A total solar eclipse occurred on August 21, 1560. A solar eclipse occurs when the Moon passes between Earth and the Sun, thereby totally or partly obscuring the image of the Sun for a viewer on Earth. Most of the first stages of a solar eclipse can be visible with the naked eye. A total solar eclipse occurs when the Moon's apparent diameter is larger than the Sun's, blocking all direct sunlight, turning day into darkness. Totality occurs in a narrow path across Earth's surface, with the partial solar eclipse visible over a surrounding region thousands of kilometers wide. This eclipse was part of solar Saros 118.

== Mayan predictions ==
Mayan scribes documented the 1560 solar eclipse among others in one of their surviving codices, as analyzed by archaeologist William Saturna. The document features the numbers 4,784, 4,606, and 4,429, with the numbers 177 or 178 inset, estimating the amount of 6 months of lunar phases or semesters. It is believed that based on the lunar cycles of the time this Mayan scribe was recording and predicting solar eclipses (p. 109 - 112).

### [Things to do]
**a)** Answer these questions about the text on the 1560 solar eclipse:
(i) Of which solar Saros was this eclipse a part?
(ii) What three numbers does the Mayan document feature?
**b)** Pick up the text on the 1560 solar eclipse after its final sentence and continue it.

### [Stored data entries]
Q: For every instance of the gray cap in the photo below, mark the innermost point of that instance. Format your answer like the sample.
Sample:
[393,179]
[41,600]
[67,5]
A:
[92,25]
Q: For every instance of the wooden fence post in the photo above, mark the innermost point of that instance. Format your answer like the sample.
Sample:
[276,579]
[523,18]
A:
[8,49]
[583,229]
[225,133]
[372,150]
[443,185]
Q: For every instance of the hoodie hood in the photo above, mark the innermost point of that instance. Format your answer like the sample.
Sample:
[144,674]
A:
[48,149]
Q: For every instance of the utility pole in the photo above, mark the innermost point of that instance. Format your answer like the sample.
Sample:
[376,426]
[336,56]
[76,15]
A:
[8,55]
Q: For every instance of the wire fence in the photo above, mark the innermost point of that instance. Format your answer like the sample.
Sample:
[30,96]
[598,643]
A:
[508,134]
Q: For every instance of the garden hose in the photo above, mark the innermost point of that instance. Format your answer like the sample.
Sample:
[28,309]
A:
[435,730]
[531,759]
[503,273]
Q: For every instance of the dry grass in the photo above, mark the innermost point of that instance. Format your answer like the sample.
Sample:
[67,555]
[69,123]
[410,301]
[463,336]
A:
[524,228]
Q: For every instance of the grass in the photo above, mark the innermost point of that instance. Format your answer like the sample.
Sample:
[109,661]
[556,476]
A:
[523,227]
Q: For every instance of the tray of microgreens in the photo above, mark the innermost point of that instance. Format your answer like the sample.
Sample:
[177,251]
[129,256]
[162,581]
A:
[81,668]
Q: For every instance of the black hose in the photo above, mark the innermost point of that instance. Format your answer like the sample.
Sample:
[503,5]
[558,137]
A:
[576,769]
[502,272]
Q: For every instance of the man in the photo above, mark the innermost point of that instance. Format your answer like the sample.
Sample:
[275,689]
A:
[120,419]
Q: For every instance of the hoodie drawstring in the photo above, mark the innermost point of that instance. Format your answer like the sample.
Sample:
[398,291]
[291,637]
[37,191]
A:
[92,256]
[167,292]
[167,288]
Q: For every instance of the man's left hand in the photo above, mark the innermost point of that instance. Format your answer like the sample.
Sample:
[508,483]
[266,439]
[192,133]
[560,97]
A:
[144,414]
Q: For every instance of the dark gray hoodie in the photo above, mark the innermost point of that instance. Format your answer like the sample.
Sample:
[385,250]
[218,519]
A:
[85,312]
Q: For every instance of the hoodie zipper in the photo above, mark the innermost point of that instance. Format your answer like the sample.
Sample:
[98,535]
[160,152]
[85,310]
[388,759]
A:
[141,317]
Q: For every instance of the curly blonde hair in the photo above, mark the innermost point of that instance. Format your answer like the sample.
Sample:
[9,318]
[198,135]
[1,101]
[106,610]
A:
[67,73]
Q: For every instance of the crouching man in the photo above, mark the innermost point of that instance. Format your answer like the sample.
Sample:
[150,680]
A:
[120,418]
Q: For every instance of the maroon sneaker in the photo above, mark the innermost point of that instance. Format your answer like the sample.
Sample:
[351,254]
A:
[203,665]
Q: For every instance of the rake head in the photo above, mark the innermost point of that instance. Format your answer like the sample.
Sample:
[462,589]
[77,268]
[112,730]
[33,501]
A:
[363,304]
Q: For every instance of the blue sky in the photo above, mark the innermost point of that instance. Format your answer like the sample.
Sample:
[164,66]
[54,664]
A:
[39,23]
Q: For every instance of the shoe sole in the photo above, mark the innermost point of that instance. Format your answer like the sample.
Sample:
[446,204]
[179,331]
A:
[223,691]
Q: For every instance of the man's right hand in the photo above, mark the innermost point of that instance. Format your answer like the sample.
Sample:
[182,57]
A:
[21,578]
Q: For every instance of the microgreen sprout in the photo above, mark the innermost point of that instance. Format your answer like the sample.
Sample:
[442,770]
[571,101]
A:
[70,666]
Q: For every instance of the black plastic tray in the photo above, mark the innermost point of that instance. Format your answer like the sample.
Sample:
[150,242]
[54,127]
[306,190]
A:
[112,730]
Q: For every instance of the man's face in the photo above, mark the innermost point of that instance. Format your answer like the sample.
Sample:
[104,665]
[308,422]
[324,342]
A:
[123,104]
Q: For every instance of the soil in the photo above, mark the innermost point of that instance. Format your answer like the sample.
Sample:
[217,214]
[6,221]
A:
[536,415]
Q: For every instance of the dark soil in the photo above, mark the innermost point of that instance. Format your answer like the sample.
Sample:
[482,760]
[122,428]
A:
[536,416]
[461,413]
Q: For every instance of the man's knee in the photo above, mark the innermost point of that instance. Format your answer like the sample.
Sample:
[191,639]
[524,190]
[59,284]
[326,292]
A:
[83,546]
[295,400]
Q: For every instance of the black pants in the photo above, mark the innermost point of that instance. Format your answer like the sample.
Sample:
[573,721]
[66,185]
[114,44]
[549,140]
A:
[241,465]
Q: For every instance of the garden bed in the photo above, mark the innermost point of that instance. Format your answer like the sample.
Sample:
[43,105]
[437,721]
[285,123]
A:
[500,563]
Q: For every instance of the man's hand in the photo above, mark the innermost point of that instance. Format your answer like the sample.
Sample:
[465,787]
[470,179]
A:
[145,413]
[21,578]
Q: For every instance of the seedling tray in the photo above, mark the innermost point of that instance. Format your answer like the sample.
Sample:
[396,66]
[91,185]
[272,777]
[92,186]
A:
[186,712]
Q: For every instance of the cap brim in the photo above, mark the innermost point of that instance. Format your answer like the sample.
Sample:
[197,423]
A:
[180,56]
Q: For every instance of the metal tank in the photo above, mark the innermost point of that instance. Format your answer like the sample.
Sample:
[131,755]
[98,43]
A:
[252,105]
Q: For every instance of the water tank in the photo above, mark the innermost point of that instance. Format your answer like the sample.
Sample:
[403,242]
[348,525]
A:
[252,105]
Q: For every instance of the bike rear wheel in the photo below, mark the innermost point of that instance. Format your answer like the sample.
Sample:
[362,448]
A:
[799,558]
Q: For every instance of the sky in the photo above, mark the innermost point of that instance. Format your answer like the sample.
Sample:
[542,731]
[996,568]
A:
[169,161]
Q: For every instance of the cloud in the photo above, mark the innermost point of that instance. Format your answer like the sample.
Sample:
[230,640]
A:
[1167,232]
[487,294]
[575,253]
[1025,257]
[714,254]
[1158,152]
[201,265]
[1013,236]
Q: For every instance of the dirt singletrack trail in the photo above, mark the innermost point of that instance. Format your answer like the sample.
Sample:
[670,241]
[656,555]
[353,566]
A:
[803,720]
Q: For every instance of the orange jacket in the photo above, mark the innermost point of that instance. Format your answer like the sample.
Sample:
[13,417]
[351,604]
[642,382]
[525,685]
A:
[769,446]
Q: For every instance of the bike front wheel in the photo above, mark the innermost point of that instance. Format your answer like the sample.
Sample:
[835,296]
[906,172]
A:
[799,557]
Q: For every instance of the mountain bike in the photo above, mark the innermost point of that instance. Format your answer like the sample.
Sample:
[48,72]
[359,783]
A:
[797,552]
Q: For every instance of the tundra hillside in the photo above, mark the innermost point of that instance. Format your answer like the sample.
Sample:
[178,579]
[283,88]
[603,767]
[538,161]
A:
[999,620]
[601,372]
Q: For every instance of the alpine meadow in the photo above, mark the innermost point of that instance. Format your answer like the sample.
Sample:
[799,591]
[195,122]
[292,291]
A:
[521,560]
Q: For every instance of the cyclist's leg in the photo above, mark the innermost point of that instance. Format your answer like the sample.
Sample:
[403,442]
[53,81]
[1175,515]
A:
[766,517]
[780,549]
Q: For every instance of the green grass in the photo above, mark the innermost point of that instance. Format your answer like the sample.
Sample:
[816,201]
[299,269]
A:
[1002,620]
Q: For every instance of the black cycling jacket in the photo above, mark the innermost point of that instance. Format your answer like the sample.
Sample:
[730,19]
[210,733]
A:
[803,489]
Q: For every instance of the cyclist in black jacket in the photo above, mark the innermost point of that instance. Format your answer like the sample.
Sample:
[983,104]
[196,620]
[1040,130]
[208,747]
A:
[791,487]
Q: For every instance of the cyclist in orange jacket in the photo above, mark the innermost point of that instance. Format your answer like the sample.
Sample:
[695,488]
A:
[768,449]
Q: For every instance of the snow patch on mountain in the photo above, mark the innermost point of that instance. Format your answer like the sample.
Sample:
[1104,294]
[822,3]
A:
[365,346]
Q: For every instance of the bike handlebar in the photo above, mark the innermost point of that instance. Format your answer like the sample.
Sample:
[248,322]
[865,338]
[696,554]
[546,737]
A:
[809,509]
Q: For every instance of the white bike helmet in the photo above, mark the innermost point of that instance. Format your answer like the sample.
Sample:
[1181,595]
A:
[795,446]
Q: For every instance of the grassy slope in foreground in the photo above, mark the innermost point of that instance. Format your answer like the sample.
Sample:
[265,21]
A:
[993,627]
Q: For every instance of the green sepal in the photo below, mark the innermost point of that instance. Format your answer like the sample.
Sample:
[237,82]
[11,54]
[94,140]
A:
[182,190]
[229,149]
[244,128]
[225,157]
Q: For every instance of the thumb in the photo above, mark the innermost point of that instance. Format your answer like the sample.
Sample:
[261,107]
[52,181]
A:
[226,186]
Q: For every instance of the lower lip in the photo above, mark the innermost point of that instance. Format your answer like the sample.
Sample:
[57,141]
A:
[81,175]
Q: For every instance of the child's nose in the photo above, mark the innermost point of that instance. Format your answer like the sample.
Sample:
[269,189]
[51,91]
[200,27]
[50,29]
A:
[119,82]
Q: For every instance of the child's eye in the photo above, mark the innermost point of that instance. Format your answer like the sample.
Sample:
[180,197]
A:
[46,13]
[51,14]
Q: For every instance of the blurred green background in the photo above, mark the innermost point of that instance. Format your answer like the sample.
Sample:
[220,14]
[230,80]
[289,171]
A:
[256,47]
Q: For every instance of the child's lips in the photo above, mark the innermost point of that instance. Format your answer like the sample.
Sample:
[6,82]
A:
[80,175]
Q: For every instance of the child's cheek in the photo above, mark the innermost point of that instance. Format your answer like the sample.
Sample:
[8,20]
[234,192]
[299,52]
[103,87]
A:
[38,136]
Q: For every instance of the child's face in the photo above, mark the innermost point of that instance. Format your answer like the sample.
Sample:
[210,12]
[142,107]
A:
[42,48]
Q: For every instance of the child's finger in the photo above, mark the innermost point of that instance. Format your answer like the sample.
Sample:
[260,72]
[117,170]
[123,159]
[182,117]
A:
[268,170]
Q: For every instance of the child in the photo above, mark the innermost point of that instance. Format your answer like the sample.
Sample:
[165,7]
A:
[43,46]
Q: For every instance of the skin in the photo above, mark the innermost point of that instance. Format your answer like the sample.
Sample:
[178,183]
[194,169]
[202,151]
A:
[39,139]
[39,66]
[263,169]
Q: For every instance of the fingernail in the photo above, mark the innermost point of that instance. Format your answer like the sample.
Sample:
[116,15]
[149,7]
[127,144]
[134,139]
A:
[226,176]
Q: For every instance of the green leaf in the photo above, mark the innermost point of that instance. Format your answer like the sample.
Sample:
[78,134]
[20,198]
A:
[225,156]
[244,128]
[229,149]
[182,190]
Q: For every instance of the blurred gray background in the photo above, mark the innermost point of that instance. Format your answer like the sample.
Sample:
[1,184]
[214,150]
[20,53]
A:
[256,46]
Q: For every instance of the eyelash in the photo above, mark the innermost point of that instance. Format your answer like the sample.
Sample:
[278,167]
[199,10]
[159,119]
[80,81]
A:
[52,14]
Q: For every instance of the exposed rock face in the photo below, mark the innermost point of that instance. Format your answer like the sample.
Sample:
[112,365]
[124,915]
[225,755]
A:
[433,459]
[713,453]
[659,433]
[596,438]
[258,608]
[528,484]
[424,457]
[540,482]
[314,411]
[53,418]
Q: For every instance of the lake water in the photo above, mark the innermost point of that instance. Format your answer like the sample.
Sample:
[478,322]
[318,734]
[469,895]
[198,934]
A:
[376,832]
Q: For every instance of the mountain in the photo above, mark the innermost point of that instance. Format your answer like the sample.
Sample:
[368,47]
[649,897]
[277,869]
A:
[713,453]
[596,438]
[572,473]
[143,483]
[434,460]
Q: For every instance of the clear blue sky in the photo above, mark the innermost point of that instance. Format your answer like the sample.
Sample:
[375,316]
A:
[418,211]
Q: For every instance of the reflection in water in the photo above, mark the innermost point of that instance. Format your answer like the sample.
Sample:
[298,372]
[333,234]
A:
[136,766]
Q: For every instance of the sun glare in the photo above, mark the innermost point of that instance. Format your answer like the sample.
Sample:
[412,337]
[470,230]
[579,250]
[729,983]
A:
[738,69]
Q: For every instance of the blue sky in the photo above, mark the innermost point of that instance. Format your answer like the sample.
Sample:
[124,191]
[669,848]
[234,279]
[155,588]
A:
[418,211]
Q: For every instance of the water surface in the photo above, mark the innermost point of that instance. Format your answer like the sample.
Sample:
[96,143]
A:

### [Answers to the problems]
**a)**
(i) Solar Saros 118.
(ii) 4,784, 4,606, and 4,429.

**b)**
== Observations==

The prediction of this solar eclipse helped to inspire Tycho Brahe's (1546–1601) interest in astronomy at the age of 13. Tycho was born on December 14, 1546, in Knudstrup, in what is now South Sweden, which then was part of Denmark.

In the beginning of the 16th century, people started to observe eclipses and began to enter scientific and historical records. “The whole sun was not eclipsed but that there was a bright circle all around,” wrote the Jesuit astronomer – mathematician, Christopher Clavius upon seeing the eclipse of 1567 (p. 137).

Christopher Clavius wrote (in Sphaeram Ioannis de Sacro Bosco Commentarius published in 1593) "I shall cite two remarkable eclipses of the Sun, which happened in my own time and thus not long ago. One of these I observed about midday at Coimbra in Lusitania (Portugal) in the year 1559 [sic], in which the Moon was placed between my sight and the Sun with the result that it covered the whole Sun for a considerable length of time. There was darkness in some manner greater than night; neither could one see where one stepped. Stars appeared in the sky and (marvelous to behold) the birds fell down from the sky to the ground in terror of such horrid darkness."